Write the data out again exactly, with no pictures.

• **DATA EXTRACT**
BEGIN

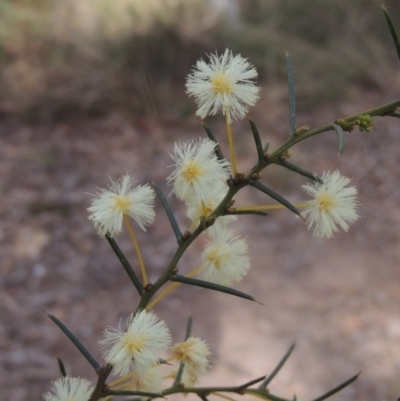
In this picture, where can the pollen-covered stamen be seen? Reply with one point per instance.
(326, 202)
(133, 344)
(215, 258)
(192, 171)
(122, 203)
(222, 84)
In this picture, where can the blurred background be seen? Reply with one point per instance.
(93, 89)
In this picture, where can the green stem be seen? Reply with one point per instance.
(293, 140)
(219, 211)
(208, 390)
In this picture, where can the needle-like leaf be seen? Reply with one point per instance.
(169, 212)
(211, 286)
(76, 342)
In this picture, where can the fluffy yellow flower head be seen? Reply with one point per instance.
(137, 347)
(124, 198)
(333, 204)
(224, 84)
(70, 389)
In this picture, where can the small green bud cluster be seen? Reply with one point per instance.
(364, 122)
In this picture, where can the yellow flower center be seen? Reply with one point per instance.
(122, 203)
(192, 171)
(221, 84)
(182, 351)
(215, 258)
(205, 211)
(325, 202)
(132, 343)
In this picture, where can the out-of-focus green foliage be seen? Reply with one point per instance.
(59, 58)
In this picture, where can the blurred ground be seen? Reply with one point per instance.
(338, 299)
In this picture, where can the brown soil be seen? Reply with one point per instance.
(338, 299)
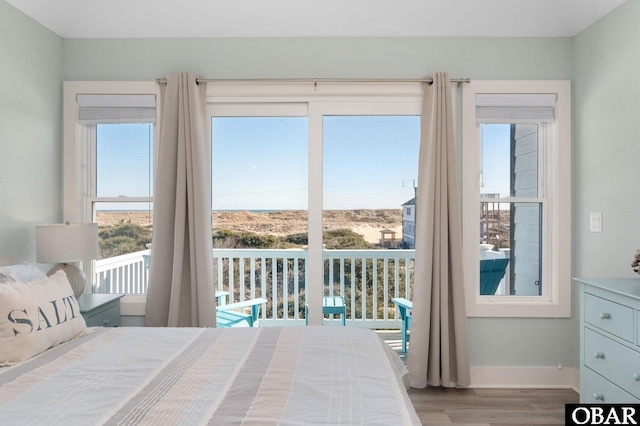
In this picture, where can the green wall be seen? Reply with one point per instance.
(606, 143)
(602, 61)
(493, 342)
(30, 131)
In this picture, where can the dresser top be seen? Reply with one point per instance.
(629, 287)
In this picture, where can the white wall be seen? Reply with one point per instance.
(30, 131)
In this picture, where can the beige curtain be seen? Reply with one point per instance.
(438, 353)
(181, 290)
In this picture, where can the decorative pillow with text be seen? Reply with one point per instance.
(36, 316)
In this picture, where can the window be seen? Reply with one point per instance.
(516, 198)
(325, 151)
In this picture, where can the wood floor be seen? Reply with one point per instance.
(439, 406)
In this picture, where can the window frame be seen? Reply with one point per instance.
(78, 158)
(234, 99)
(555, 169)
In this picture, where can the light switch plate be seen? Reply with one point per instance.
(595, 222)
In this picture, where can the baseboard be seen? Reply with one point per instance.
(526, 377)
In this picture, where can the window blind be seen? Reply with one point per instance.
(497, 108)
(112, 109)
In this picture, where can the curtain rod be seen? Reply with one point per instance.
(459, 81)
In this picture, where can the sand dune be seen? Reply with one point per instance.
(366, 222)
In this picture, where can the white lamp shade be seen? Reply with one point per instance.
(63, 243)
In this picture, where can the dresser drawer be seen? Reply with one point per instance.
(595, 389)
(109, 317)
(613, 360)
(609, 316)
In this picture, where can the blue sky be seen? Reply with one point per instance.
(262, 163)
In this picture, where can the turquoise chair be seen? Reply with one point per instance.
(491, 273)
(230, 314)
(404, 306)
(234, 314)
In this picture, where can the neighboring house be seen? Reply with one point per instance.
(409, 223)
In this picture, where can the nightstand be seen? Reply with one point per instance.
(100, 309)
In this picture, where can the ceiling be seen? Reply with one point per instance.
(315, 18)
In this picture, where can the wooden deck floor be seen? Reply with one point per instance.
(487, 407)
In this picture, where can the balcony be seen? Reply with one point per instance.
(368, 280)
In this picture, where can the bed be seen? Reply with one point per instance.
(253, 376)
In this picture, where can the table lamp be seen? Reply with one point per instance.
(64, 243)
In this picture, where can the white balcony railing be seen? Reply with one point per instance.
(368, 280)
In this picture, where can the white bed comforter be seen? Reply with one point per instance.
(189, 376)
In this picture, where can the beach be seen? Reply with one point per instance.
(366, 222)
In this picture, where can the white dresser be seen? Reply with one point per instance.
(609, 340)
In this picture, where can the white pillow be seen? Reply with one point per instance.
(22, 273)
(36, 316)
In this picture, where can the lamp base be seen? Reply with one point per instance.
(76, 277)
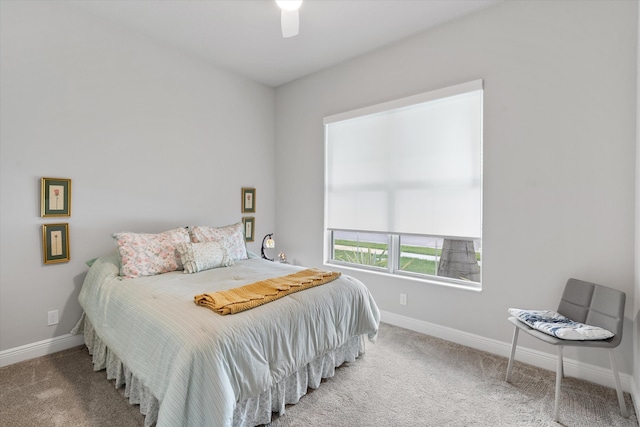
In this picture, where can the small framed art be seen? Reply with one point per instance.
(55, 199)
(55, 243)
(249, 228)
(248, 200)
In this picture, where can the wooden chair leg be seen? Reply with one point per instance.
(559, 375)
(513, 353)
(616, 377)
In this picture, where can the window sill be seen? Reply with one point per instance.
(474, 287)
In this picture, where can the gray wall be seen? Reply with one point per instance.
(559, 155)
(636, 312)
(151, 138)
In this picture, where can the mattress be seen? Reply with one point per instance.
(204, 369)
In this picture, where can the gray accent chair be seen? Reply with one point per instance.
(587, 303)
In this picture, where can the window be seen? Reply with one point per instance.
(403, 186)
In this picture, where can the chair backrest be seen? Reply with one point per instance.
(594, 305)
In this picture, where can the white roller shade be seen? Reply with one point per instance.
(408, 166)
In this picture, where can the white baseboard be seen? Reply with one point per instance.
(40, 348)
(537, 358)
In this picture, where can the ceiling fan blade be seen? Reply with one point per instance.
(290, 21)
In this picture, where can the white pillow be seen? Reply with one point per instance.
(232, 236)
(557, 325)
(203, 256)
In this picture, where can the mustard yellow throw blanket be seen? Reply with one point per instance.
(255, 294)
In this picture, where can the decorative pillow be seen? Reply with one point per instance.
(203, 256)
(232, 235)
(149, 254)
(557, 325)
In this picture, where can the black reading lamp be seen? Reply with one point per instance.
(268, 243)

END

• **EXERCISE SOLUTION**
In this picture, where can the pollen-covered stamen be seen? Reply with one point per instance.
(326, 202)
(133, 344)
(215, 258)
(192, 171)
(122, 203)
(222, 84)
In this picture, where can the blurred background be seen? Reply with one point per instance.
(93, 89)
In this picture, where can the green stem be seen? Reply with one point per instance.
(293, 140)
(219, 211)
(208, 390)
In this picture, where can the needle-like leaf be seen? Reply with one point per instance.
(169, 212)
(211, 286)
(76, 342)
In this picture, where can the fluffy yellow flower head be seen? Reply with one point per instance.
(137, 347)
(124, 198)
(333, 204)
(224, 84)
(70, 389)
In this picture, where can the small green bud cluster be seen? Reply with one point per instance.
(364, 122)
In this picture, where can the yellow flower center be seen? Reply with one point per instance.
(122, 203)
(192, 171)
(221, 84)
(182, 351)
(215, 258)
(205, 211)
(325, 202)
(132, 343)
In this picture, where can the out-of-focus green foliage be seen? Reply with one point per instance.
(59, 58)
In this picture, where can the blurred ground be seen? Reply with one point per instance.
(338, 299)
In this picture, where can the brown soil be seen? Reply with one point per instance.
(338, 299)
In this picture, where can the green wall be seen? Reply with one point per instance.
(606, 143)
(602, 61)
(493, 342)
(30, 131)
In this picture, where can the dresser top be seen? Reply with one point per instance.
(629, 287)
In this picture, where can the white wall be seen? Reply with one point per instance.
(30, 131)
In this picture, where can the beige curtain be seen? Reply with one point per instance.
(438, 353)
(181, 290)
In this picture, where can the decorative pillow with text be seen? Reply with one point per instance.
(36, 316)
In this picture, where can the window be seen? Reply with one point per instance.
(516, 198)
(325, 151)
In this picture, where can the wood floor be seen? Reply with one point per instance.
(439, 406)
In this picture, where can the window frame be seen? Reply with one point per instance.
(78, 158)
(234, 99)
(555, 169)
In this picture, where can the light switch plate be seen? Reply with one point per instance.
(595, 222)
In this picture, where can the baseboard be seen? Reply with one point per instance.
(526, 377)
In this picture, where can the window blind be seen? Reply with one point per instance.
(497, 108)
(112, 109)
In this picture, where can the curtain rod be seen? Reply with one point per instance.
(459, 81)
In this picture, where can the sand dune be seen? Reply with one point per instance.
(366, 222)
In this picture, where can the white lamp shade be seen? Reply with one point per instance.
(63, 243)
In this picture, where can the dresser drawer be seen? Reply with one point per instance.
(595, 389)
(109, 317)
(613, 360)
(609, 316)
In this picture, where can the blue sky be seen? Reply with one point per instance.
(262, 163)
In this picture, where can the turquoise chair be seen? Reply with one point per instance.
(491, 273)
(230, 314)
(404, 306)
(234, 314)
In this picture, where can the neighboring house be seen? Reply with one point per instance.
(409, 223)
In this picture, where can the nightstand be seen? Reply with one point per instance.
(100, 309)
In this picture, where can the ceiling be seen? Reply with one point per instance.
(315, 18)
In this picture, where can the wooden deck floor be seen? Reply with one point per instance.
(487, 407)
In this picture, where can the balcony be seen? Reply with one point per instance.
(368, 280)
In this picture, where can the bed be seen? Reply with one point per instance.
(253, 376)
In this picture, where can the table lamp be seen? Reply with one point per instance.
(64, 243)
In this picture, where can the white balcony railing be seen? Reply with one point per instance.
(368, 280)
In this picture, where can the white bed comforter be seen? Reply with one point per instance.
(189, 376)
In this picture, where can the beach be seen? Reply with one point per instance.
(366, 222)
In this picture, where can the white dresser be seen? Reply with one point per instance.
(609, 340)
In this picture, where can the white pillow be seen? Reply with one point per instance.
(22, 273)
(36, 316)
In this picture, where can the lamp base be seen? Reply with one point per instance.
(76, 277)
In this picture, where can the small framed art be seen? Reply with one point per instance.
(55, 199)
(55, 243)
(249, 228)
(248, 200)
In this picture, where can the wooden chair leg be seen? Reply with one point per instance.
(559, 375)
(513, 353)
(616, 377)
In this picture, where can the window sill be seen? Reply with one point per instance.
(474, 287)
In this picture, where can the gray wall be seen? Reply with one point per instance.
(559, 155)
(636, 312)
(151, 138)
In this picture, where can the mattress be seen? Reply with one point per instance.
(204, 369)
In this picture, where can the gray accent chair be seen? Reply with one point per instance.
(587, 303)
In this picture, where can the window be seen? Reply with one point per instance.
(403, 186)
In this picture, where can the chair backrest be seen? Reply with one point per instance.
(594, 305)
In this picture, where can the white roller shade be seen? Reply with one point per instance.
(408, 166)
In this picture, where can the white baseboard be seen? Reply with one point per instance.
(40, 348)
(537, 358)
In this picture, where can the ceiling fan blade be seen? Reply with one point per instance.
(290, 21)
In this picture, where can the white pillow be seen? Reply with one point per instance.
(232, 236)
(557, 325)
(203, 256)
In this picture, where can the mustard yellow throw blanket be seen? Reply with one point per instance.
(255, 294)
In this picture, where can the decorative pillow be seen? Reply with one point per instance.
(203, 256)
(232, 235)
(149, 254)
(557, 325)
In this picture, where can the black reading lamp be seen? Reply with one point per instance.
(268, 243)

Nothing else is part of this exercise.